WHAT TO WORK ON:
Please report each line of the data below that contains "background".

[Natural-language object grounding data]
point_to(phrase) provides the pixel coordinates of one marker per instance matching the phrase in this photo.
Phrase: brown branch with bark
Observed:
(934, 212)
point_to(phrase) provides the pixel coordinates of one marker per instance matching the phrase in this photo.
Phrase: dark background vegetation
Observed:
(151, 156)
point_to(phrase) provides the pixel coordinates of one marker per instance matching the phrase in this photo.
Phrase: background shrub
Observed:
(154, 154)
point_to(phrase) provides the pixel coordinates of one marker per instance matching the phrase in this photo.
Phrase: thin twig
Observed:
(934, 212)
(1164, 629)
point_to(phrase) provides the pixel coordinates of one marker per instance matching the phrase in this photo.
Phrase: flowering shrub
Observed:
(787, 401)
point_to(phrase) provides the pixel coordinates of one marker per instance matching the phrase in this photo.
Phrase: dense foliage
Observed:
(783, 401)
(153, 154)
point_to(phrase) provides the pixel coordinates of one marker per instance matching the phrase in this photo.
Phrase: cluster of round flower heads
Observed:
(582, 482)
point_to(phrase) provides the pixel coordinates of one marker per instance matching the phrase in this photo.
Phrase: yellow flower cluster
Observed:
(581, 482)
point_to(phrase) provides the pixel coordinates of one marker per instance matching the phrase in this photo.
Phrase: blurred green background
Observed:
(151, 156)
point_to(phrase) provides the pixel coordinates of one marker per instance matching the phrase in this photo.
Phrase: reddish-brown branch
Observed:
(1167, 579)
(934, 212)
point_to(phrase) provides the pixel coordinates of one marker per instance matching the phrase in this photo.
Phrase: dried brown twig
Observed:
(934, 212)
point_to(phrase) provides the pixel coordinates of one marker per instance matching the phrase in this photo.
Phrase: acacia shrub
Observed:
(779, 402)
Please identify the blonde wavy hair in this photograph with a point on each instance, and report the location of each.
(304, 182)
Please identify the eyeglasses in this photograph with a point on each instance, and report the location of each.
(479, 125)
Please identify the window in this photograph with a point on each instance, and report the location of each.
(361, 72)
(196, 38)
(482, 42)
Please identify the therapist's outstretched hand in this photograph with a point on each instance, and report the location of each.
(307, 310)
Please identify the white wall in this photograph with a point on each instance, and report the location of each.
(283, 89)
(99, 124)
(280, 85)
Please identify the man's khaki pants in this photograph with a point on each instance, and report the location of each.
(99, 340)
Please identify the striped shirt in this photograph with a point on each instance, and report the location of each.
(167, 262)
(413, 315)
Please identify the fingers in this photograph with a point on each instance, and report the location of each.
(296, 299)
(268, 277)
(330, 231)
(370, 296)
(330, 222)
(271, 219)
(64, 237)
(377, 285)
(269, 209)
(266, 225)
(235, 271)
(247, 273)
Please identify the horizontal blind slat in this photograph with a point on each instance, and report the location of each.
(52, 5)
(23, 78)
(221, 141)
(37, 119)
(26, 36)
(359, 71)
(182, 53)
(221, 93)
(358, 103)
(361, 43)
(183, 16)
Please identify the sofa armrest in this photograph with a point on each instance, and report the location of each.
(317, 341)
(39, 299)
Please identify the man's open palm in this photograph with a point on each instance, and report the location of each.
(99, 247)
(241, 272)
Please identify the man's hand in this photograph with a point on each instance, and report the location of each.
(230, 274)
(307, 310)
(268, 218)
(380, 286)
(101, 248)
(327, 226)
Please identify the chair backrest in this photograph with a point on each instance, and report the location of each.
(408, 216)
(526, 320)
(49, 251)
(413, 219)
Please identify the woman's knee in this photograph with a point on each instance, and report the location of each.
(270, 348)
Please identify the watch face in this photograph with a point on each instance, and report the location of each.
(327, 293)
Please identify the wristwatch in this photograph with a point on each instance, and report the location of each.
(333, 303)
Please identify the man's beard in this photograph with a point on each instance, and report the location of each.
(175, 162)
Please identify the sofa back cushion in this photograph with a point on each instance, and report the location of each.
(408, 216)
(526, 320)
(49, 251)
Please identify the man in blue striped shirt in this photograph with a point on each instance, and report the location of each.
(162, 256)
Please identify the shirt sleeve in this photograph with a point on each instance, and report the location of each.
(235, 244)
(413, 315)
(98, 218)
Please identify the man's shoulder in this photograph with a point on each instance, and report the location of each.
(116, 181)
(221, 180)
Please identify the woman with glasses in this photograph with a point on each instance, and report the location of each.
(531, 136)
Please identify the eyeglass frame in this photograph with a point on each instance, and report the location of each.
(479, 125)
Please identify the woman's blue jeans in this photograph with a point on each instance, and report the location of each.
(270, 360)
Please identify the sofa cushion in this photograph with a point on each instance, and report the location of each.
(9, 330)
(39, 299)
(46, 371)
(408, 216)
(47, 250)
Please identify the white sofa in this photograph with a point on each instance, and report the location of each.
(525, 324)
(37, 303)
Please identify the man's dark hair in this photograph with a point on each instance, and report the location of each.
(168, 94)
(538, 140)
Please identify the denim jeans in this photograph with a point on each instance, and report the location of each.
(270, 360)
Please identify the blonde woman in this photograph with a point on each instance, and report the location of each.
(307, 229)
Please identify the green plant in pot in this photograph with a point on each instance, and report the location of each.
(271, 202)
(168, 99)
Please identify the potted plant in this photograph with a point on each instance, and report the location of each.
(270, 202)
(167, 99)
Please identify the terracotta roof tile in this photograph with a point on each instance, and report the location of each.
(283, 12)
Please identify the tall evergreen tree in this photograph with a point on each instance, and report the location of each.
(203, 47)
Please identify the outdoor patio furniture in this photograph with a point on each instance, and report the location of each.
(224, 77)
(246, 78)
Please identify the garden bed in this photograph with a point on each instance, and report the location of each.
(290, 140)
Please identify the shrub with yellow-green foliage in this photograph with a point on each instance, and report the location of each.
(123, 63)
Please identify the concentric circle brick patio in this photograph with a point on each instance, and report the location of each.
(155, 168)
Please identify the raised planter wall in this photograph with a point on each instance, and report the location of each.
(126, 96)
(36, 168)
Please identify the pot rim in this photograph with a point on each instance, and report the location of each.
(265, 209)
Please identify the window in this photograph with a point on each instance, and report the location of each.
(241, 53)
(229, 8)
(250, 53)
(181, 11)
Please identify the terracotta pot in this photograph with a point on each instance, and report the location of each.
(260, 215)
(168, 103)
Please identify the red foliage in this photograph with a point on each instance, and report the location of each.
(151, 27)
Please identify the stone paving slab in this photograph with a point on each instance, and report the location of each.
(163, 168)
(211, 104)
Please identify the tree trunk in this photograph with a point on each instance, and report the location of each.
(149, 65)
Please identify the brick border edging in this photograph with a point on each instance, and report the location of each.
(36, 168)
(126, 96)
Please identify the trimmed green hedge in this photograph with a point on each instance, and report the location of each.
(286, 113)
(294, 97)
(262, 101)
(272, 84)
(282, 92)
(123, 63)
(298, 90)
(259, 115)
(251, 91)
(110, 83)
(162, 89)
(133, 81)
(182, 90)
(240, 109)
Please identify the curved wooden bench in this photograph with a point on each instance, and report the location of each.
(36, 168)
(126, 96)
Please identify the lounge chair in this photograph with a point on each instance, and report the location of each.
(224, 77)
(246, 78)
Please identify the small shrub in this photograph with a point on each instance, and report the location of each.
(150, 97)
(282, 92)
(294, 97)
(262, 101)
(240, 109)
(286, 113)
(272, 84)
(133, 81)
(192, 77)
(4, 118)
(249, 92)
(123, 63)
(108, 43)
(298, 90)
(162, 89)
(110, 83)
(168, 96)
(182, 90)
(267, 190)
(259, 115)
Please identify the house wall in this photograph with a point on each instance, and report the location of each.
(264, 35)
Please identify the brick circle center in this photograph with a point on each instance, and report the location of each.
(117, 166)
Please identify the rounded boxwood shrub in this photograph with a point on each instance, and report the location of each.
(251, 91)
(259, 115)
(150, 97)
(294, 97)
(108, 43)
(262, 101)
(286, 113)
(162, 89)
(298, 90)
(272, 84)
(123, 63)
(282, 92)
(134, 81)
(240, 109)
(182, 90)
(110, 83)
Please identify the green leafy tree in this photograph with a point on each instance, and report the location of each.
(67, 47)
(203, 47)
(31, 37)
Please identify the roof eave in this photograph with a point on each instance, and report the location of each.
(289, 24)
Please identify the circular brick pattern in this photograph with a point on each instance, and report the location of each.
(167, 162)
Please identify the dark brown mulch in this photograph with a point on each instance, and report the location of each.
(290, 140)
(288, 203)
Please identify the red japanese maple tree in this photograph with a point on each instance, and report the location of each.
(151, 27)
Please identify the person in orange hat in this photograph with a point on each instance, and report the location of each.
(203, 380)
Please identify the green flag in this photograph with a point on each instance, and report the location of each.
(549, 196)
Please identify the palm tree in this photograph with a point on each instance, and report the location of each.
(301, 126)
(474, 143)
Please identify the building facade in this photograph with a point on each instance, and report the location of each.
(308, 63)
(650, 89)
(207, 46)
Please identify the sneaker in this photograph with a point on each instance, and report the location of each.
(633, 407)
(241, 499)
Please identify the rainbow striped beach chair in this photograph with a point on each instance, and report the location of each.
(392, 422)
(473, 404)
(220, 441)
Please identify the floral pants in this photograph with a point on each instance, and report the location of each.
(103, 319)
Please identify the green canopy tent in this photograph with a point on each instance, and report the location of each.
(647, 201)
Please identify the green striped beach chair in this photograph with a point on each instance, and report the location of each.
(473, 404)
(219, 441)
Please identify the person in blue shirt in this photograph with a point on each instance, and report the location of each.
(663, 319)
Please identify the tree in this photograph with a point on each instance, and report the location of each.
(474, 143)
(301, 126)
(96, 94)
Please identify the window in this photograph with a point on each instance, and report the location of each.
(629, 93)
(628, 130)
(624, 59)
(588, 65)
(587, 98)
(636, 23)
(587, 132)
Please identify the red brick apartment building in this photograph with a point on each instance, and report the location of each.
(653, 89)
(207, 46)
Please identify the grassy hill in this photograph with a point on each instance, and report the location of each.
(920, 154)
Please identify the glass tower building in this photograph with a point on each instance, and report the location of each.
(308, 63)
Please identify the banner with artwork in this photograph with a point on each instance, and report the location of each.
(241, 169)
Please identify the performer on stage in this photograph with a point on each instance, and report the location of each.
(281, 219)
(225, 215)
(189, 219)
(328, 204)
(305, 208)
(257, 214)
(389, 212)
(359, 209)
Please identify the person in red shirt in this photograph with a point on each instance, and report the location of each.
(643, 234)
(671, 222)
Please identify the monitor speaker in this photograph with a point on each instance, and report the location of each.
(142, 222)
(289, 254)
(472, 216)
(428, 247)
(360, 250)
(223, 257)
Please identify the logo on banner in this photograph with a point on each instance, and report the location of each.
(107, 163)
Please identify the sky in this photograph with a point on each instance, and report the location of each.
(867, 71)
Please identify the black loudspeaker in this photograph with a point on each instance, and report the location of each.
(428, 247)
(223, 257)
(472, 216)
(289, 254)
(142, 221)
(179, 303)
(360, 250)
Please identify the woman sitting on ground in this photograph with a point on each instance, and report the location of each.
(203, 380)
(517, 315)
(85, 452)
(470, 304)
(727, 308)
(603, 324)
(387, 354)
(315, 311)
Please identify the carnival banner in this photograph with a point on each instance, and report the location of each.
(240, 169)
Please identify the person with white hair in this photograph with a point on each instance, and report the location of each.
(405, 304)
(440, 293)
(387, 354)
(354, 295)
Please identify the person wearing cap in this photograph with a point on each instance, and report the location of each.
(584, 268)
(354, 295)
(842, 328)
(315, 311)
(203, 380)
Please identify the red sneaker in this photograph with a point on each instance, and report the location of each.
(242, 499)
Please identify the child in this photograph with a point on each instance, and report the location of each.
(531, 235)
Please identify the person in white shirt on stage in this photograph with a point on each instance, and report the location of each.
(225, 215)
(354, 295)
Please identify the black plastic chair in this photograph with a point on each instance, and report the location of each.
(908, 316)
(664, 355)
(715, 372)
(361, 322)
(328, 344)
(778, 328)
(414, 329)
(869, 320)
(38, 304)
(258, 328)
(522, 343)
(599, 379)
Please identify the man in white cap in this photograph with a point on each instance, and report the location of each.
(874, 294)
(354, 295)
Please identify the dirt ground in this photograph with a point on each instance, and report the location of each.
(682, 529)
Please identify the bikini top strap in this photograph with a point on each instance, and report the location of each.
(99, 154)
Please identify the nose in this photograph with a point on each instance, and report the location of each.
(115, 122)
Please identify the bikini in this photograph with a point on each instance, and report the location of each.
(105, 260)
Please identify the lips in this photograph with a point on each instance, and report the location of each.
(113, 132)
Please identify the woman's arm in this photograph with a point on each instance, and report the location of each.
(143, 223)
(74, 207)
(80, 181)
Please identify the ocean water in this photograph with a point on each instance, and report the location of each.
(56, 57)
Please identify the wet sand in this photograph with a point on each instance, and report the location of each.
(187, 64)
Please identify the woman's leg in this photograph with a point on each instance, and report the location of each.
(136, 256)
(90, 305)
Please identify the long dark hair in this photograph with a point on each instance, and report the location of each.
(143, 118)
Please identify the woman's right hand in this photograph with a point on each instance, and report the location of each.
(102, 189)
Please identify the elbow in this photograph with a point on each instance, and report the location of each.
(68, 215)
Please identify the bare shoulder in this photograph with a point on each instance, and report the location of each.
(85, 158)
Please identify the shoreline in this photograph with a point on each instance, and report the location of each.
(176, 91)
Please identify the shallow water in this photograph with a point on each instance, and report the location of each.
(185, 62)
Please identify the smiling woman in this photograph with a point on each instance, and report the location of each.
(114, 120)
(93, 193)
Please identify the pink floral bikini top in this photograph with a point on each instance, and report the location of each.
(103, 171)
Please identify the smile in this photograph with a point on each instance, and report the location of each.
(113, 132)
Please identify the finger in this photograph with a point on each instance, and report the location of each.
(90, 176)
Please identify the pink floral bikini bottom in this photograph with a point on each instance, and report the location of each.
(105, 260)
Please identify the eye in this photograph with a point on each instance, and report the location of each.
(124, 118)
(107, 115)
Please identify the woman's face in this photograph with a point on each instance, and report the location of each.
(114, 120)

ANSWER BOX:
Phrase: dark background vegetation
Phrase: background shrub
Phrase: blurred green background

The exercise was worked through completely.